**What you have to do:**
Please answer these questions from the text on TMT case interviews:
(a) Which revenue models does the comparison list for TMT case interviews?
(b) Which TMT-specific factors are named as additions to standard frameworks?
(c) When do generalist strategy firms give TMT cases?

* begin Provided text *

How Do TMT Cases Differ from Standard Case Interviews?

 

TMT case interviews follow the same fundamental structure as standard consulting cases. You still need to clarify the objective, build a framework, analyze data, and deliver a recommendation. The difference is in the content, not the format. Here is how they compare:

 

Dimension

Standard Case Interview

TMT Case Interview

Industry focus

Any industry (retail, healthcare, etc.)

Technology, media, or telecom

Key metrics

Revenue, cost, margin, market share

ARPU, churn rate, CAC, CLV, DAU/MAU

Revenue models

Product sales, services

Subscriptions, advertising, freemium, licensing

Common case types

Profitability, market entry, M&A

Same types, but with TMT-specific context

Technical knowledge

Minimal

Helpful to know TMT terminology and business models

Framework approach

Standard frameworks apply

Standard frameworks plus TMT-specific factors like network effects and switching costs

 

The takeaway is that you do not need to be a telecom engineer or software developer to pass a TMT case. You do need to understand how TMT companies make money, what their biggest cost drivers are, and which metrics matter most. The analytical approach is the same. For a full breakdown of standard case solving techniques, read our case interview guide.

 

Which Consulting Firms Give TMT Case Interviews?

 

You can encounter a TMT case at almost any consulting firm, but some firms are much more likely to give them than others. TMT-specialized firms will give TMT cases in nearly every interview. Generalist strategy firms give TMT cases when the interviewer works in a TMT practice or when your resume signals technology or media experience.

* end Provided text *
* begin Data lines *

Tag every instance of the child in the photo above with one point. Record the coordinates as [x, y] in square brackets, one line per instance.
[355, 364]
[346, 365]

* end Data lines *

**Answer to this task:**
(a) Subscriptions, advertising, freemium, and licensing.
(b) Network effects and switching costs.
(c) When the interviewer works in a TMT practice or when the candidate's resume signals technology or media experience.